──────── Input ────────
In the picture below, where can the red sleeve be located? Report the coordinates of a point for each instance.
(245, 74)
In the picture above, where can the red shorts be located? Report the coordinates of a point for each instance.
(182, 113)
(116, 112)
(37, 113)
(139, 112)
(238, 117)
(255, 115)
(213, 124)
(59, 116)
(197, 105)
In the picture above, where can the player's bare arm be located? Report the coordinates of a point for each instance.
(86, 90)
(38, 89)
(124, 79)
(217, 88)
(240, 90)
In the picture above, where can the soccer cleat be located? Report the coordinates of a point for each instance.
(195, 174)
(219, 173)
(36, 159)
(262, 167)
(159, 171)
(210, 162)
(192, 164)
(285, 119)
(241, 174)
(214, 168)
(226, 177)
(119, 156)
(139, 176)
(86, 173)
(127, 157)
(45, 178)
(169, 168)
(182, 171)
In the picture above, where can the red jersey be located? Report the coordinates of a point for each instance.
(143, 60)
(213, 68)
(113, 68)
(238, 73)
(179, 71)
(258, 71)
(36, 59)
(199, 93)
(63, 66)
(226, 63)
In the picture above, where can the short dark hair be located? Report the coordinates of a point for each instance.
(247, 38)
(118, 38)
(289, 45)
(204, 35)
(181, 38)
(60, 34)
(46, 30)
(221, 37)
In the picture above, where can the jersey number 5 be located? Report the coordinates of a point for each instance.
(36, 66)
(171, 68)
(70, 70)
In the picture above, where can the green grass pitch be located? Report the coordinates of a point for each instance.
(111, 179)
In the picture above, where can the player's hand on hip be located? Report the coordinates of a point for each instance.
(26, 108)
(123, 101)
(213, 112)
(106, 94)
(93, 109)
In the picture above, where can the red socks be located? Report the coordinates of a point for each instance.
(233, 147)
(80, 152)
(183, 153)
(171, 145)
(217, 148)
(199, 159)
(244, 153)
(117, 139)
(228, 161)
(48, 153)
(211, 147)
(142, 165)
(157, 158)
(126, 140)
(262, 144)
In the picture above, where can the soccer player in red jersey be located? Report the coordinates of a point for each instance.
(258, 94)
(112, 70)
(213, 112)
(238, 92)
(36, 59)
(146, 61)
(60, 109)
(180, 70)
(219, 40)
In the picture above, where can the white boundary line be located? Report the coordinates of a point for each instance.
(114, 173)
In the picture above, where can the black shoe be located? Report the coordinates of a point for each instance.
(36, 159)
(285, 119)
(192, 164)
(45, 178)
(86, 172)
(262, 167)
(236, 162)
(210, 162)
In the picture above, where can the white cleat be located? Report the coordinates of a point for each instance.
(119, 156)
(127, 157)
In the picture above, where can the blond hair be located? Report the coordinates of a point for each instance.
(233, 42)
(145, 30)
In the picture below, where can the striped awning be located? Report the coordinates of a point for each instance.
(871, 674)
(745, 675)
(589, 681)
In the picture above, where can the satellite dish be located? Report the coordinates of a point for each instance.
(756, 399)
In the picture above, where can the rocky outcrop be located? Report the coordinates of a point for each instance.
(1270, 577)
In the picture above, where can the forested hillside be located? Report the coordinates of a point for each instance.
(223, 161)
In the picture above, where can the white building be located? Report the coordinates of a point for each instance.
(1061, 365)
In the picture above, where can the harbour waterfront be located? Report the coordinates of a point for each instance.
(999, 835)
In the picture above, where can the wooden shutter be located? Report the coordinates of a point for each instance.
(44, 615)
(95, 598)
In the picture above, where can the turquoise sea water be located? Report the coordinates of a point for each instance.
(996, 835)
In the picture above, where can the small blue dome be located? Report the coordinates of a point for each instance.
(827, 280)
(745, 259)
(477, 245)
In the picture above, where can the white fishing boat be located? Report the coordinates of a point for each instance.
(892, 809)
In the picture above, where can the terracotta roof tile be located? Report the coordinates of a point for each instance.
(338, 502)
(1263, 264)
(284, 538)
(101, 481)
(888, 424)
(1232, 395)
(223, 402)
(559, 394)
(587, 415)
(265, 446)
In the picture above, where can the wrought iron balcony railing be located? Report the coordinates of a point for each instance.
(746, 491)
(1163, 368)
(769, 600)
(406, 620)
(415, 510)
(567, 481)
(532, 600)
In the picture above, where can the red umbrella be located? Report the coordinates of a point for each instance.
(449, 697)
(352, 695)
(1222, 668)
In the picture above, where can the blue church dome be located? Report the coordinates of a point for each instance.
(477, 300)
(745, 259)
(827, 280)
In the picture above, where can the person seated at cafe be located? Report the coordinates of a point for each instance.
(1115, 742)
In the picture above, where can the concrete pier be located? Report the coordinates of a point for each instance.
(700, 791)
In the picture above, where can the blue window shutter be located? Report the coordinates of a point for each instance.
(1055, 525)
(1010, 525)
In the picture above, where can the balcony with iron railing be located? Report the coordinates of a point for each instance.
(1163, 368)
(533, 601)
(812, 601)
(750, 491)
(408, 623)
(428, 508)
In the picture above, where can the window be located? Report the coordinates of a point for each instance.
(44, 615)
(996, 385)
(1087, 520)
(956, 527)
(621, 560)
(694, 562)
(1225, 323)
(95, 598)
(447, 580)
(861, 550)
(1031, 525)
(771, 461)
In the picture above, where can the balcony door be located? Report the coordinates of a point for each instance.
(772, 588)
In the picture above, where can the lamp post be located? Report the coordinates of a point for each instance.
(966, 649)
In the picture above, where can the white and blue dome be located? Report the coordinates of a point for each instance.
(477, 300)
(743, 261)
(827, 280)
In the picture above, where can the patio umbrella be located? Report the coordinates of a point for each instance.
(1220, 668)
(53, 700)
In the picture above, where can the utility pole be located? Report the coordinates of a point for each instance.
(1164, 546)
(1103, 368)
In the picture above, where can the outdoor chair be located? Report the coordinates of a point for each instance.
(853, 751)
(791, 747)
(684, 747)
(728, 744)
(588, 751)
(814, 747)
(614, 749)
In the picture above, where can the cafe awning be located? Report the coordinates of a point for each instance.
────────
Task statement:
All lines above should be output verbatim.

Exercise output:
In the picture below, where can the red sleeve be located? Report the coordinates of a point for each instance.
(245, 74)
In the picture above, where can the red shorts be located? Report the coordinates of a point for each instance.
(182, 113)
(116, 112)
(37, 113)
(139, 112)
(238, 117)
(255, 115)
(213, 124)
(59, 116)
(197, 105)
In the picture above, where can the player's bare arm be located? Report the coordinates of a point for each instance.
(86, 90)
(38, 89)
(124, 79)
(217, 88)
(240, 90)
In the picture above, where can the soccer cleat be located? Report the coordinates of a point for each instance.
(195, 174)
(219, 173)
(36, 159)
(262, 167)
(159, 171)
(210, 162)
(192, 164)
(285, 119)
(241, 174)
(214, 168)
(226, 177)
(119, 156)
(139, 176)
(86, 173)
(127, 157)
(45, 178)
(169, 168)
(182, 171)
In the picture above, where can the red jersey be located? Report the coordinates of a point for each instance.
(143, 60)
(213, 68)
(113, 68)
(238, 73)
(179, 71)
(258, 71)
(36, 59)
(199, 93)
(63, 66)
(226, 63)
In the picture above, where can the short dark hair be located? Report the coordinates of a point for each instance.
(247, 38)
(118, 38)
(289, 45)
(204, 35)
(181, 38)
(60, 34)
(46, 30)
(221, 37)
In the picture above, where can the jersey number 5 be located? Report the coordinates of a point for each instance.
(36, 66)
(171, 68)
(70, 70)
In the picture above, where can the green grass pitch be located? Report the coordinates of a point for each instance.
(111, 179)
In the picture above, where can the player's hand on hip be located? Report the coordinates of a point for each instance.
(26, 108)
(123, 101)
(213, 112)
(106, 94)
(93, 109)
In the picture above, where can the red socks be located? Report the coordinates of a point for each instance.
(233, 147)
(80, 152)
(183, 153)
(171, 145)
(217, 148)
(199, 159)
(244, 153)
(117, 139)
(228, 161)
(48, 153)
(211, 147)
(142, 165)
(157, 158)
(126, 140)
(262, 144)
In the picture above, where can the soccer player in red jersey be located? Report the coordinates of a point for each instance.
(258, 94)
(112, 70)
(213, 112)
(238, 92)
(36, 59)
(146, 61)
(60, 109)
(180, 70)
(219, 40)
In the picture above, where can the white boundary line be located? Report the coordinates of a point for each instance.
(114, 173)
In the picture above, where can the black shoe be located? Report the coordinates of a point for each instance.
(36, 159)
(285, 119)
(192, 164)
(45, 178)
(86, 172)
(262, 167)
(236, 162)
(210, 162)
In the picture above, where can the white cleat be located? Report the coordinates of a point for each instance.
(119, 156)
(127, 157)
In the picture above, where can the blond hair be located? Report the coordinates of a point for each instance.
(233, 42)
(145, 30)
In the picture below, where can the striped awning be located? Report the coordinates of a point for each instance.
(871, 674)
(745, 675)
(589, 681)
In the picture above, where can the satellite dish be located? Report the coordinates of a point for each instance.
(756, 399)
In the picture above, where can the rocky outcrop be located? Report the coordinates of a point for each instance.
(1270, 577)
In the picture above, where can the forested hillside be located? Report the coordinates of a point for each instance.
(223, 161)
In the picture above, where can the white building be located? Report the coordinates of a point for each instance.
(1061, 365)
In the picture above, where can the harbour waterfront be located? Report the coordinates of a point for each instance.
(999, 835)
In the picture above, where can the wooden shutter be located? Report the coordinates of a point for each instance.
(44, 615)
(95, 598)
In the picture above, where can the turquoise sea water be located? Report the coordinates of a point for each instance.
(996, 835)
In the picture above, where can the small blue dome be located? Report the coordinates of a point for each instance.
(827, 280)
(745, 259)
(477, 245)
In the picture above, where can the white fishing boat be located? Report the coordinates of a point for each instance.
(892, 809)
In the picture above, where can the terracotta roof tile be located? Report the coordinates of a point for each instance.
(338, 502)
(1263, 264)
(284, 538)
(101, 481)
(888, 424)
(1232, 395)
(223, 402)
(559, 394)
(587, 415)
(265, 446)
In the picture above, where can the wrought iron balcony railing be located? Report the coordinates of a point for each instance.
(746, 491)
(1163, 368)
(769, 600)
(406, 620)
(415, 510)
(567, 481)
(532, 600)
In the picture above, where can the red umbrella be located? Report the coordinates of a point for each instance.
(449, 697)
(352, 695)
(1222, 668)
In the picture above, where can the blue church dome be located? Report the coordinates of a point for each instance.
(477, 300)
(745, 259)
(827, 280)
In the picture above, where can the person seated at cafe be located? Report the coordinates of a point for each instance.
(1115, 742)
In the picture above, where can the concrete pier be located? Report the coordinates of a point for each instance.
(700, 791)
In the picture above, where can the blue window shutter be located? Report the coordinates of a point for each instance.
(1055, 525)
(1010, 525)
In the picture above, where can the balcony with iron railing be located? Report the coordinates of a point for each instance.
(1163, 368)
(533, 601)
(812, 601)
(750, 491)
(408, 623)
(428, 508)
In the picture above, where can the window be located? Report the coordinates of a point for each instance.
(44, 615)
(996, 385)
(1087, 520)
(956, 527)
(621, 560)
(694, 562)
(1225, 323)
(95, 598)
(447, 580)
(861, 550)
(1031, 525)
(771, 461)
In the picture above, where can the balcony door be located? Report the coordinates of a point for each instance.
(772, 588)
In the picture above, where can the lamp post be located? Report the coordinates of a point for each instance.
(966, 649)
In the picture above, where can the white and blue dome be located? Report the coordinates of a point for each instance.
(477, 300)
(743, 261)
(827, 280)
In the picture above, where can the patio umbrella be located? Report the coordinates of a point for each instance.
(1220, 668)
(53, 700)
In the picture above, where can the utility pole be located? Report the coordinates of a point for each instance.
(1164, 546)
(1103, 368)
In the picture above, where can the outdoor chair be located? Report the coordinates of a point for each instance.
(853, 751)
(791, 747)
(684, 747)
(728, 744)
(588, 751)
(814, 747)
(614, 749)
In the picture above, where can the cafe awning be located? Report the coordinates of a point for each instance.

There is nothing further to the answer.